╭─ Text passage

Pipeline Architecture: Pipe-and-Filter for Data Transforms

What This Concept Is

Pipeline architecture (historically pipe-and-filter) is one of the oldest patterns in software. It models a system as a sequence of stages where:

Filters do one unit of work -- transform, enrich, split, aggregate.
Pipes connect filters, carrying data one-way from one stage to the next.

[source] ==pipe==> [filter A] ==pipe==> [filter B] ==pipe==> [filter C] ==pipe==> [sink]

Filters are typically:

self-contained (one responsibility, no shared state with siblings)
stateless (the same input produces the same output)
independent (each knows its input contract and output contract, nothing else)

There are four canonical filter roles:

Role	Purpose	Example
Producer	Only emits data	read CSV file
Transformer	1 in, 1 out (changed)	parse JSON, apply schema
Tester / Splitter	1 in, multiple outputs (routing)	valid vs invalid rows
Consumer / Sink	Only receives	write to database

The classic example is the Unix shell: cat access.log | grep '500' | awk '{print $7}' | sort | uniq -c | sort -rn. Each tool is a filter; | is a pipe.

╰─
╭─ Raw data

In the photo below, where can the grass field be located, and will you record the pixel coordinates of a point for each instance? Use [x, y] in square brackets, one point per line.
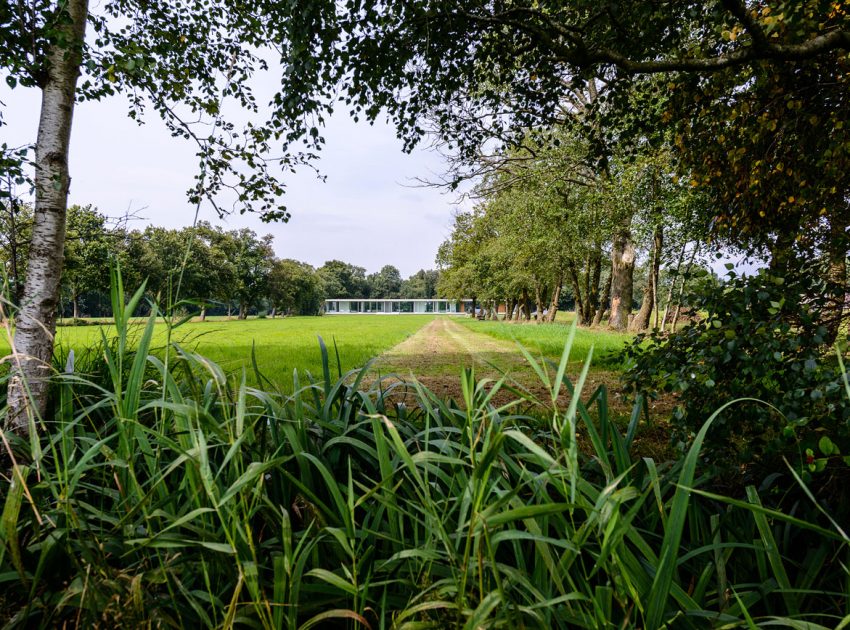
[549, 339]
[280, 345]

╰─

- _What to work on_
1) Print, word for word, everything in the pipeline architecture passage from "independent (each knows" down to "filter; | is a pipe.".
2) Carry on the pipe-and-filter article from the point where it stops, writing what comes next.

- _Task responses_
1)
independent (each knows its input contract and output contract, nothing else)

There are four canonical filter roles:

Role	Purpose	Example
Producer	Only emits data	read CSV file
Transformer	1 in, 1 out (changed)	parse JSON, apply schema
Tester / Splitter	1 in, multiple outputs (routing)	valid vs invalid rows
Consumer / Sink	Only receives	write to database

The classic example is the Unix shell: cat access.log | grep '500' | awk '{print $7}' | sort | uniq -c | sort -rn. Each tool is a filter; | is a pipe.

2)
Why It Matters Here

Pipeline is the right default when:

the system's main job is transforming data, not responding to users
stages are naturally sequential and independent
the output of the process is the reason the process exists (not a database, a report or derived dataset)

This covers a large portion of real engineering work that gets miscategorized as "a service" or "a batch job":

ETL, ELT, data-lake ingestion
log processing, analytics enrichment
image/video transcoding pipelines
build systems (compile, link, package, sign)
ML training data preparation

If you force these into layered, you either end up with a degenerate single-layer "service," or worse, a layered app that grows a shadow pipeline inside its business layer. Pipeline is not a "basic" style; it is an explicit style, and calling it out in an ADR prevents accidental layered disguise.

Concrete Example

ETL for daily analytics, drawn as a mermaid pipeline:

What makes this pipeline and not just a set of functions:

each stage is independently runnable and testable
adding a new enrichment stage does not change the parser
a failure in one stage is local; messages sit in the pipe or dead-letter rather than crashing the whole process
the topology is visible and can be composed (swap warehouse sink for lake sink without touching earlier stages)

Common Confusion / Misconception

"Pipeline = batch." It is not. Pipes can be in-memory iterators, files, queues, Kafka topics, or anything else with a one-way handoff. Unix pipes are streaming. Kafka pipelines are streaming. Airflow/DAG pipelines are batch. The style is defined by topology and composability, not batch vs stream.

"If I chain functions in code, I have a pipeline." Only if filters are independent and pipes are explicit. A 500-line Python function with comments that say # Step 1 through # Step 7 is procedural, not pipeline. The test is replaceability: can you swap stage 4 for a different implementation without touching stages 3 or 5?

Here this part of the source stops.